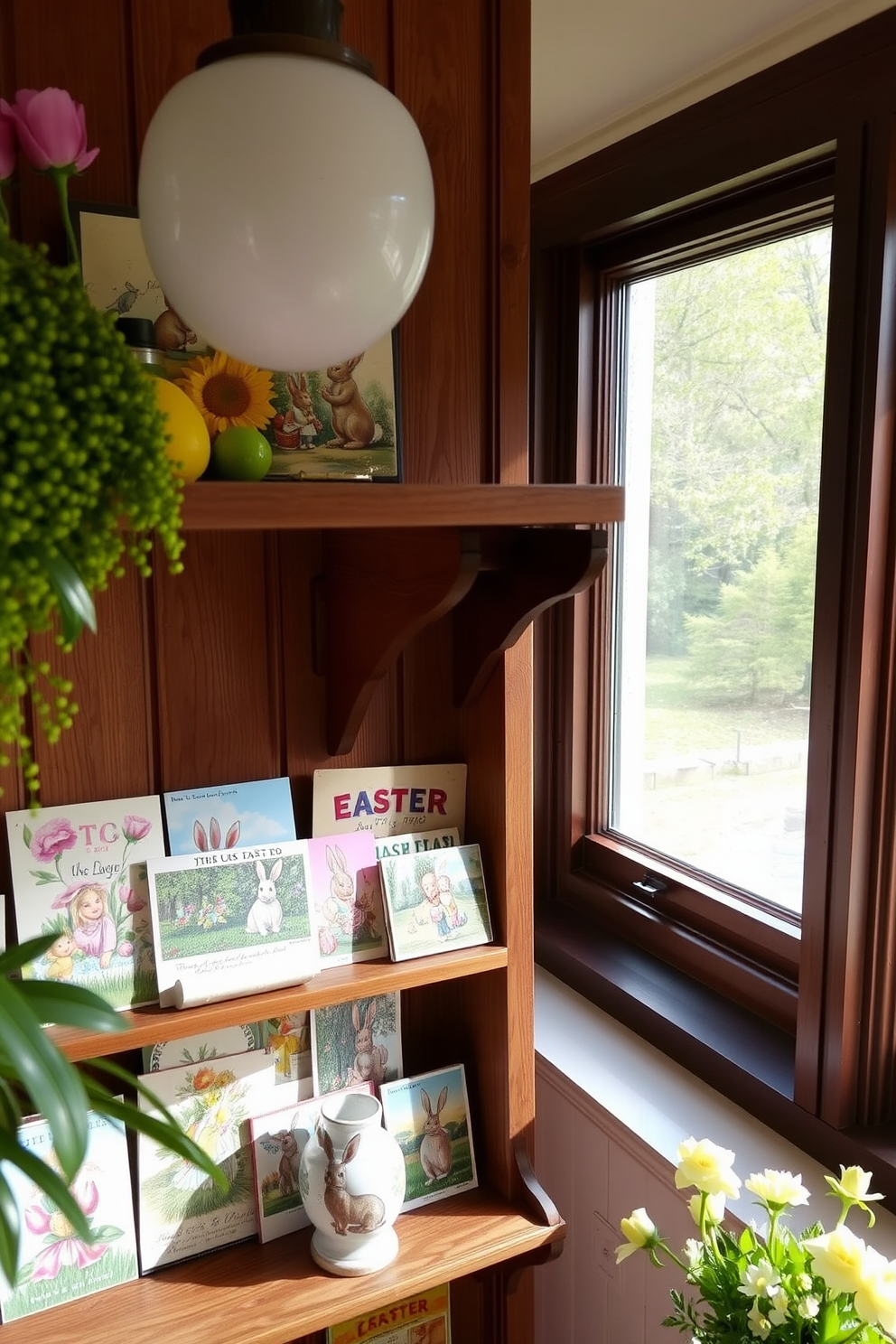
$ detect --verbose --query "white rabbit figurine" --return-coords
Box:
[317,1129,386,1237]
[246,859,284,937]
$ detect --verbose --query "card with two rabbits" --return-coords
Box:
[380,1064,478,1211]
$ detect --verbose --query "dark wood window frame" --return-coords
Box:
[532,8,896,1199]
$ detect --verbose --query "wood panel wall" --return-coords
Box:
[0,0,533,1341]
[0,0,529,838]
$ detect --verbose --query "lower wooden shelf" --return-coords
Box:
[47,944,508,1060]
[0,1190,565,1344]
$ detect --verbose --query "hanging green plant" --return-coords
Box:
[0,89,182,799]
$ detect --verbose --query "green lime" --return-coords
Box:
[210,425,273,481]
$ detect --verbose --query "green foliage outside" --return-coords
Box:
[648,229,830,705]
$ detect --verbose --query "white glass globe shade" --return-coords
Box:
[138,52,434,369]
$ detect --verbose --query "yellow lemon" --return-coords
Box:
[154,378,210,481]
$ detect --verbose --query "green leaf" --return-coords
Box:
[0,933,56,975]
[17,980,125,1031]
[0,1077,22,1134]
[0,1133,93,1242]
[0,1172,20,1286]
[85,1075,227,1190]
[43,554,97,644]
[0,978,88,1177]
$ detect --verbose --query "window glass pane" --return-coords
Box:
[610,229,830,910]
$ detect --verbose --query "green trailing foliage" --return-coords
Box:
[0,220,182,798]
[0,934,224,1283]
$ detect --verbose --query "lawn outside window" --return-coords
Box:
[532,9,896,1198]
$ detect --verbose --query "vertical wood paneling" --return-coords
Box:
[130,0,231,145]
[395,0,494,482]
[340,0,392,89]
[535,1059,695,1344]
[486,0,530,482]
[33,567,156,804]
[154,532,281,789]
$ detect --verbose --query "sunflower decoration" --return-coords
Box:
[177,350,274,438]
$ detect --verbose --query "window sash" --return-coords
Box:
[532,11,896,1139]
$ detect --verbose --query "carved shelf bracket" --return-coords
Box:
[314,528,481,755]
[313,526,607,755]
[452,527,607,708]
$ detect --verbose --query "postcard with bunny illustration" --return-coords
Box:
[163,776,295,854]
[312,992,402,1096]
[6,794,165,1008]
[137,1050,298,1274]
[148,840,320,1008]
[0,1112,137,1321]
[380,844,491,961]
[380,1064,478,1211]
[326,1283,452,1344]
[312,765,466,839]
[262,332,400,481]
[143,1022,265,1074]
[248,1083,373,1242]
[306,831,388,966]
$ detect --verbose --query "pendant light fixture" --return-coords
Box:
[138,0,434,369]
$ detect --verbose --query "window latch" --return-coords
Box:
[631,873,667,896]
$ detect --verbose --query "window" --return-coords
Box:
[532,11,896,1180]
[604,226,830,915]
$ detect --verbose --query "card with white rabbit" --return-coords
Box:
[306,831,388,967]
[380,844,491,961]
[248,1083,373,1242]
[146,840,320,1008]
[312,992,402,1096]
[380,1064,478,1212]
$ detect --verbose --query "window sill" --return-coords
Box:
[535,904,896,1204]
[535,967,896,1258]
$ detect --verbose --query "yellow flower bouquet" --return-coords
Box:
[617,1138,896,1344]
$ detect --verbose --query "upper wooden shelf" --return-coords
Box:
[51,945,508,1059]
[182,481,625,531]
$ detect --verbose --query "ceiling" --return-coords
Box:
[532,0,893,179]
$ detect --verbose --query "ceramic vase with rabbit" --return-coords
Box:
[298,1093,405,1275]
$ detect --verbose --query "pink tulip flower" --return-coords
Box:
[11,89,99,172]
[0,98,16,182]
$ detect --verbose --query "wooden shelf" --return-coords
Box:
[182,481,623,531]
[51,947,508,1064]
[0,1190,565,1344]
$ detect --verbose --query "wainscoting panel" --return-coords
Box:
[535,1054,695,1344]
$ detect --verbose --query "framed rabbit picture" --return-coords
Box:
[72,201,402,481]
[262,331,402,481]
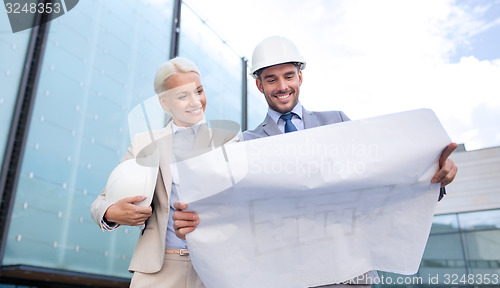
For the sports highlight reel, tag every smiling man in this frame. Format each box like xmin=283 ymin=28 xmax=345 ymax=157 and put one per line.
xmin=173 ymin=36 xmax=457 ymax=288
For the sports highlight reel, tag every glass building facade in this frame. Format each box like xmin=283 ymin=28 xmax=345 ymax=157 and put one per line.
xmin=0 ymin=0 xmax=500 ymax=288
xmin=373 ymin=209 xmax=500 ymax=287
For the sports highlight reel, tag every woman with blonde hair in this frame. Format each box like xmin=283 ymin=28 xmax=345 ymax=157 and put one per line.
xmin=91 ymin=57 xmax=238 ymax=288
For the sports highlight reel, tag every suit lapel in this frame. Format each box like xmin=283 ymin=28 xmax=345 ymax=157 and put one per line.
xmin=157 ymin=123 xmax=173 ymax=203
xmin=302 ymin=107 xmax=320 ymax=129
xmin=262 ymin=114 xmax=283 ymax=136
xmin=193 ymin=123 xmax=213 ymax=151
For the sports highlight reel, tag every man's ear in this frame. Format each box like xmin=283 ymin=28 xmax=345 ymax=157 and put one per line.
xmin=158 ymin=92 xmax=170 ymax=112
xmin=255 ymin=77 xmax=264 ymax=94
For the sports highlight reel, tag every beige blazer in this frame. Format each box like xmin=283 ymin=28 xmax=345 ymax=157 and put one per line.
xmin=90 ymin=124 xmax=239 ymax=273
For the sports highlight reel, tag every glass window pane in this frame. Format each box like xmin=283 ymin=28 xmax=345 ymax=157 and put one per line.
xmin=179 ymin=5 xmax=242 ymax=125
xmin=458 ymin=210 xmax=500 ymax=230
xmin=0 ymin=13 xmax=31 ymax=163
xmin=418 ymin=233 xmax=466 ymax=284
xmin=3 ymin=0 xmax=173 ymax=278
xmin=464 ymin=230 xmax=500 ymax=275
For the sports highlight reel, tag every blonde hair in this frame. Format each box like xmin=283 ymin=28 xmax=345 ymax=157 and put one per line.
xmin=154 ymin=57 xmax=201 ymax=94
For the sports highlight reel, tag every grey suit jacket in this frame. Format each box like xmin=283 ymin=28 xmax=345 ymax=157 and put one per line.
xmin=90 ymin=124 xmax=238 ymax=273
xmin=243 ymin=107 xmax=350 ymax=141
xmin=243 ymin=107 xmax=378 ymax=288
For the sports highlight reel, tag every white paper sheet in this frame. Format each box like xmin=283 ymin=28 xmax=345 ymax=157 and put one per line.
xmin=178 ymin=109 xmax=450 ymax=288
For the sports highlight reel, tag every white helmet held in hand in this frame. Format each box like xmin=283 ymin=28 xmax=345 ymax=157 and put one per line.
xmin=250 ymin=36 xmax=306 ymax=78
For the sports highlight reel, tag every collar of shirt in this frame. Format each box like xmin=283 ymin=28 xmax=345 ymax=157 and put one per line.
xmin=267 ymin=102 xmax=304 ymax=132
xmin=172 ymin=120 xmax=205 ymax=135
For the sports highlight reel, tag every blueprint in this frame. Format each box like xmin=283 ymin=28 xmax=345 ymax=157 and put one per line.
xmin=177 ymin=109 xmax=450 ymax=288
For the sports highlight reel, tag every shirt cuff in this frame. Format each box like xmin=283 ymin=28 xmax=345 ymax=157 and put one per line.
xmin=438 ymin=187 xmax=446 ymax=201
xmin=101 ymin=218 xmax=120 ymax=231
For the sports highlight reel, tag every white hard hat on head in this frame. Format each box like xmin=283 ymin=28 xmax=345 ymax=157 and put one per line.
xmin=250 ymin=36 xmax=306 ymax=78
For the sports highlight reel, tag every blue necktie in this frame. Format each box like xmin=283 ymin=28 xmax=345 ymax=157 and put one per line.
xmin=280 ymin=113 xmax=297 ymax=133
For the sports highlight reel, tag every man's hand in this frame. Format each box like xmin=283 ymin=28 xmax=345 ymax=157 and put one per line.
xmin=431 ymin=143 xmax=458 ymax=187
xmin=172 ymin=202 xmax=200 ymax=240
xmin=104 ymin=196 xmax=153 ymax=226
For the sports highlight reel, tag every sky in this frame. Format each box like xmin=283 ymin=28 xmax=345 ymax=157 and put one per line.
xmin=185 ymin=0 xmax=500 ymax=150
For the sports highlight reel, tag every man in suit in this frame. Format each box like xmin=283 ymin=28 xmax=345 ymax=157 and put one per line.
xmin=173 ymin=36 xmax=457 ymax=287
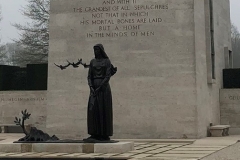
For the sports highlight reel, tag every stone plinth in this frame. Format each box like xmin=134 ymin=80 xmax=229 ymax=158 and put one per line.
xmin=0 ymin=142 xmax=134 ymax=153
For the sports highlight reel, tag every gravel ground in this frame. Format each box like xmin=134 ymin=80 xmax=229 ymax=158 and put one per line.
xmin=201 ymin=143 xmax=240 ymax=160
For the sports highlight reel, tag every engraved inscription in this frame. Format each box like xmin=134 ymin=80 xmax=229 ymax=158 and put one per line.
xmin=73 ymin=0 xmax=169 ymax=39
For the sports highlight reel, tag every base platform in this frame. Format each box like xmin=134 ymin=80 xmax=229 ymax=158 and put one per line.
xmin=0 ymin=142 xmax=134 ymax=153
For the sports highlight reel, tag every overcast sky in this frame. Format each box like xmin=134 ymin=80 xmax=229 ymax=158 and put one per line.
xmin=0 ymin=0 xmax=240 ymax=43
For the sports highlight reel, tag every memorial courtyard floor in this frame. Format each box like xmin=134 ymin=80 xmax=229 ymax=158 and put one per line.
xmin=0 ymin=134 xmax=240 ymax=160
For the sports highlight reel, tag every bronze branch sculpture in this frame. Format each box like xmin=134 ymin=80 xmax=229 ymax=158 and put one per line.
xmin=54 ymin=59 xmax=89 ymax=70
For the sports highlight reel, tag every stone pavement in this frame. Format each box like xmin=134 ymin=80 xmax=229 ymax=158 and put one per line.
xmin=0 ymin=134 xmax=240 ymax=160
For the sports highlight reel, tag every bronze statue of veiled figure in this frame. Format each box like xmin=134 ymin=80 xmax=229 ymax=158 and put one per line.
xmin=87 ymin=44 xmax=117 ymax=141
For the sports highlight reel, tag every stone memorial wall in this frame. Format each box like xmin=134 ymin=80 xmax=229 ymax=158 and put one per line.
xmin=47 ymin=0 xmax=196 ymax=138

• _EXERCISE_:
Recast the records from their start through the line containing "[532,9,896,1198]" as a Markdown table with the columns Row and Line, one numbered row per line and no blank lines. Leave the pictures out of the table.

• _SOLUTION FOR THIS EXERCISE_:
| Row | Line |
|---|---|
| 1 | $ detect --verbose --query "white rabbit figurine" --return-coords |
| 2 | Box: |
| 3 | [317,1129,386,1237] |
| 4 | [246,859,284,937] |
| 5 | $ detect --verbose --query "card with two rabbits" --return-coords |
| 6 | Box: |
| 7 | [380,1064,478,1211] |
| 8 | $ detect --verbose --query "dark wood window frame" --return-coords |
| 9 | Box: |
| 10 | [532,8,896,1199] |
| 11 | $ detect --verbose --query "wood panel wall" --return-coords |
| 12 | Box: |
| 13 | [0,0,533,1341] |
| 14 | [0,0,529,838] |
| 15 | $ detect --verbose --query "lower wooden shelf" --return-coords |
| 16 | Box: |
| 17 | [47,944,508,1060] |
| 18 | [0,1190,565,1344] |
| 19 | $ detect --verbose --query "hanging green plant" --return-coords |
| 20 | Box: |
| 21 | [0,89,182,799] |
| 22 | $ detect --verbose --query "green lime" --return-coords |
| 23 | Box: |
| 24 | [210,425,273,481] |
| 25 | $ detect --verbose --query "green foliage outside" --return-coords |
| 26 | Box: |
| 27 | [648,229,830,705] |
| 28 | $ detect --verbose --query "white glass globe shade" --return-coords |
| 29 | Box: |
| 30 | [138,52,434,369] |
| 31 | $ detect --verbose --query "yellow lemon" --return-coords |
| 32 | Box: |
| 33 | [154,378,210,481] |
| 34 | $ detect --verbose --query "green leaf" --return-coords |
| 35 | Box: |
| 36 | [0,933,56,975] |
| 37 | [17,980,125,1031] |
| 38 | [0,1077,22,1134] |
| 39 | [0,1133,93,1242] |
| 40 | [0,1172,20,1286] |
| 41 | [85,1075,227,1190] |
| 42 | [43,554,97,644] |
| 43 | [0,978,88,1177] |
| 44 | $ detect --verbose --query "window glass pane" --return-coords |
| 45 | Box: |
| 46 | [610,229,830,910] |
| 47 | $ detect --verbose --query "green trailing foliage" --return-coords |
| 48 | Box: |
| 49 | [0,220,182,798] |
| 50 | [0,934,224,1283] |
| 51 | $ detect --verbose --query "lawn outside window" --return-coords |
| 52 | Box: |
| 53 | [532,9,896,1198] |